Format the lines from the one containing "the dark flower" through the one containing "[(167, 456)]", inclusive, as a JSON list of strings, one string per line, leaving out any blank lines.

——————————

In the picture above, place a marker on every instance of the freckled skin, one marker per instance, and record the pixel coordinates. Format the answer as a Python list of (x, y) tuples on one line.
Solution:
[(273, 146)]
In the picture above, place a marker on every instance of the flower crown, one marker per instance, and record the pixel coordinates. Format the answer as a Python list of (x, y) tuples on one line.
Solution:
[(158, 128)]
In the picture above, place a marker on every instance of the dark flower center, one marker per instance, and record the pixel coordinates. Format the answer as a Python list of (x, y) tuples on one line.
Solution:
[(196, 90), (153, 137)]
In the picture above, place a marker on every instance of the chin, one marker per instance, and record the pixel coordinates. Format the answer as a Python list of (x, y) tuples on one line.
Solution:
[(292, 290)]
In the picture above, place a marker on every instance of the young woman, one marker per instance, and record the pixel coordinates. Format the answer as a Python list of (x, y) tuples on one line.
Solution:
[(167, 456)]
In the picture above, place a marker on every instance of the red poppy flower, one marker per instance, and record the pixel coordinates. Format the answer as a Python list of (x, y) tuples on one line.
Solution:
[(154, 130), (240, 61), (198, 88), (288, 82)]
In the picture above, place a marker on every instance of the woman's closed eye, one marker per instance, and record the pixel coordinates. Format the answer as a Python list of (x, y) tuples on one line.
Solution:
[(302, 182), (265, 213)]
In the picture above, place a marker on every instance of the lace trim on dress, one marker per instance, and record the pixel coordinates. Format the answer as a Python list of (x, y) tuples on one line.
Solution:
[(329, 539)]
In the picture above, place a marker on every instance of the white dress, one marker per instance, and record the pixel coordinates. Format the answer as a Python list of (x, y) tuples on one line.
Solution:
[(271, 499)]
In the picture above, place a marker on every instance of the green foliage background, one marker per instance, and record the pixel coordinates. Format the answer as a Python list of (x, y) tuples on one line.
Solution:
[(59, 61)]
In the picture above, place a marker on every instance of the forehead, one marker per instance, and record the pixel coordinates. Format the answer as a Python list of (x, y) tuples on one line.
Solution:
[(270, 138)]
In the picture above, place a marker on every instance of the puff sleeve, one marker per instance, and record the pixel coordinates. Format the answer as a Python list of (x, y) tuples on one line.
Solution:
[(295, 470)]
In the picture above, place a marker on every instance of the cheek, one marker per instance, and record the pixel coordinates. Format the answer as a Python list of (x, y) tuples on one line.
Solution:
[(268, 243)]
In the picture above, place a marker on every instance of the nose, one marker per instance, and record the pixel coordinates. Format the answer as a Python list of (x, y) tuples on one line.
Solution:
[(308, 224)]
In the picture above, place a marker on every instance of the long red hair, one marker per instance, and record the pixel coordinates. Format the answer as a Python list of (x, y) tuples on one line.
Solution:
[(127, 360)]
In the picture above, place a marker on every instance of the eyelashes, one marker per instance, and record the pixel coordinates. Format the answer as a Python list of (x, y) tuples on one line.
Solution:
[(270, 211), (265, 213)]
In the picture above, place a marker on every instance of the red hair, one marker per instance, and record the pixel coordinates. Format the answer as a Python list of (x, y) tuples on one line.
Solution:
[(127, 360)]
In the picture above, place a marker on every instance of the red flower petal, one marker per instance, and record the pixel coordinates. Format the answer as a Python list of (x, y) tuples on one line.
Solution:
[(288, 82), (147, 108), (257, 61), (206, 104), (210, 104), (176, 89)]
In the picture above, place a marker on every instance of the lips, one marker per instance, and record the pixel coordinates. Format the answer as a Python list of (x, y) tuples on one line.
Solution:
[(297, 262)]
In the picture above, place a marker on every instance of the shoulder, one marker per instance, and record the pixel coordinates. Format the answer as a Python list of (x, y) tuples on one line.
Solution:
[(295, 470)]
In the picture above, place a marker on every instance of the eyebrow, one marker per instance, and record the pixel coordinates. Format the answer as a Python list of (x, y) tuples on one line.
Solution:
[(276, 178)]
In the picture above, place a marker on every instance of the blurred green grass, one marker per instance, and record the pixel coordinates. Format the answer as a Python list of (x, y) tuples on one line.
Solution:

——————————

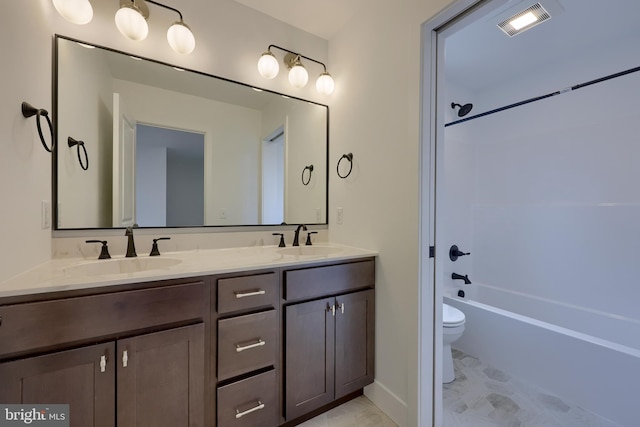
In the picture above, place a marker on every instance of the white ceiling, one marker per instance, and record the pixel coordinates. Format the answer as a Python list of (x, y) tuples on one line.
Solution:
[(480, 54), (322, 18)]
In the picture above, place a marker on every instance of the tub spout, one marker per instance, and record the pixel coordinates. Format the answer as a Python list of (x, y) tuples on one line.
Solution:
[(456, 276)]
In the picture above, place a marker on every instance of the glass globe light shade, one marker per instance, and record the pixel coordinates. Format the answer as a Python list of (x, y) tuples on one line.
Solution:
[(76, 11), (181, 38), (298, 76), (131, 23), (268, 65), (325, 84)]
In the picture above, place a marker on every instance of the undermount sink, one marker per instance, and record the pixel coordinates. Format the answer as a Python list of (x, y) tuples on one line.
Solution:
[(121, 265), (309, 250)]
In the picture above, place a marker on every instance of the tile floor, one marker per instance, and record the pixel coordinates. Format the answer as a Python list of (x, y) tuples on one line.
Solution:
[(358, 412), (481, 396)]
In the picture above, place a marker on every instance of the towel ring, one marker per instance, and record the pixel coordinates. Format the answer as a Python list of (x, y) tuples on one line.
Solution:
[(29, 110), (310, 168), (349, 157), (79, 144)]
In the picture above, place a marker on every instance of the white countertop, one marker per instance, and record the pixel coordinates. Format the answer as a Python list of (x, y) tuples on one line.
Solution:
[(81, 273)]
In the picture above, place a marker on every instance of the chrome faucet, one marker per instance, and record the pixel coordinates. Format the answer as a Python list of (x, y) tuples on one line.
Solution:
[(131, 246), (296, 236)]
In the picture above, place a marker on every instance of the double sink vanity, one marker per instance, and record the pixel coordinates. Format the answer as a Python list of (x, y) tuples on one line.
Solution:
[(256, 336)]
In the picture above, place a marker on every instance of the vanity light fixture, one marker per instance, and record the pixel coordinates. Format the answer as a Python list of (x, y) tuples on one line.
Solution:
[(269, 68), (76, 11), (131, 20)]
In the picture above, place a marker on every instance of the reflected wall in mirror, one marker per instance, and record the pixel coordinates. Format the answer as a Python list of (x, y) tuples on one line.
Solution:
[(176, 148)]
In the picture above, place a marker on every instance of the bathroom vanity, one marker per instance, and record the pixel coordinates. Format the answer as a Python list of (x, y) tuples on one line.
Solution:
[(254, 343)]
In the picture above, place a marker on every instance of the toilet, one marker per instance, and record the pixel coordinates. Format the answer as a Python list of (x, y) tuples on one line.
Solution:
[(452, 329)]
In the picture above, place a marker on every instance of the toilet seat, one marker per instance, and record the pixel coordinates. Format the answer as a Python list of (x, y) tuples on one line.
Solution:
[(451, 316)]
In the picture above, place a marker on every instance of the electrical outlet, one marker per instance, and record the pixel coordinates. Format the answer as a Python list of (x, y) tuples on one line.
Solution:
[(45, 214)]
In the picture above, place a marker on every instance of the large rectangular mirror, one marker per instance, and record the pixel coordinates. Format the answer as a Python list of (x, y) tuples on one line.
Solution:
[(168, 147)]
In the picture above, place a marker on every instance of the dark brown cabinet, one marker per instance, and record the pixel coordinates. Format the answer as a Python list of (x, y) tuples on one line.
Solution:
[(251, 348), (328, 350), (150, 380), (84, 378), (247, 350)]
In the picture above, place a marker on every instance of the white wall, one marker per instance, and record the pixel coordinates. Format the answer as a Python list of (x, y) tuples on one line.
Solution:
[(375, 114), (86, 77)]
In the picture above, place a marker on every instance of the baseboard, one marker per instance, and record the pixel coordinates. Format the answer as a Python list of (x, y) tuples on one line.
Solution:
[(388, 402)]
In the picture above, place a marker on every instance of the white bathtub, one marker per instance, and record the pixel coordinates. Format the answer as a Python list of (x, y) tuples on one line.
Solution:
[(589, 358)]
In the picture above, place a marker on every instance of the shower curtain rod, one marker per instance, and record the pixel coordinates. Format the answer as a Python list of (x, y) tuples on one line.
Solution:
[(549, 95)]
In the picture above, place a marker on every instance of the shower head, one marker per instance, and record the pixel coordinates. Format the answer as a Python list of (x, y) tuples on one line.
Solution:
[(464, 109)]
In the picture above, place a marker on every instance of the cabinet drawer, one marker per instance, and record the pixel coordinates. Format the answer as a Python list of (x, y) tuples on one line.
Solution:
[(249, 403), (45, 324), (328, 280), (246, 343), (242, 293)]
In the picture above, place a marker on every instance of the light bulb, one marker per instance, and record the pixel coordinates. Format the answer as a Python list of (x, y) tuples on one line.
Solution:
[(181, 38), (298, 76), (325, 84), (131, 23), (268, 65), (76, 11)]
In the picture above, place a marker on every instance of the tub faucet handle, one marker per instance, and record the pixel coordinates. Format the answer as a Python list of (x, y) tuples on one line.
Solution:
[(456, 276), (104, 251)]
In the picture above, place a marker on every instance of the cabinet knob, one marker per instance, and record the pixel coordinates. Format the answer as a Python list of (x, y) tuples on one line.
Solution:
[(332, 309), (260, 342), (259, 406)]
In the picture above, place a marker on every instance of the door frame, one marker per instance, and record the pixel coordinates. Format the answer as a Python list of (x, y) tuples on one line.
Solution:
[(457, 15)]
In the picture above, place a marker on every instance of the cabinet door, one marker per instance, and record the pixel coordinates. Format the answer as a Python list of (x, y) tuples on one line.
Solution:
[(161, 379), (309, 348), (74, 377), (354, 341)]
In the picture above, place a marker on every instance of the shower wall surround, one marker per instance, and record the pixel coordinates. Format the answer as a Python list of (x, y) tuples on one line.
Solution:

——————————

* **Result**:
[
  "In the picture above, place a marker on every instance of the dark flower center, one marker per instance, and record the pixel coordinates. Format the answer as a Python list of (x, y) tuples on one line.",
  "Solution:",
  "[(196, 90), (153, 137)]",
  "In the picture above, place a marker on every instance of the chin, one marker per instance, and record the pixel coordinates. Format the answer as a Python list of (x, y) tuples on one line.",
  "Solution:",
  "[(292, 290)]",
  "In the picture above, place a marker on every instance of the young woman, one marker per instance, and record the pixel coordinates. Format the answer as a Python list of (x, y) tuples on one line.",
  "Solution:",
  "[(167, 456)]"
]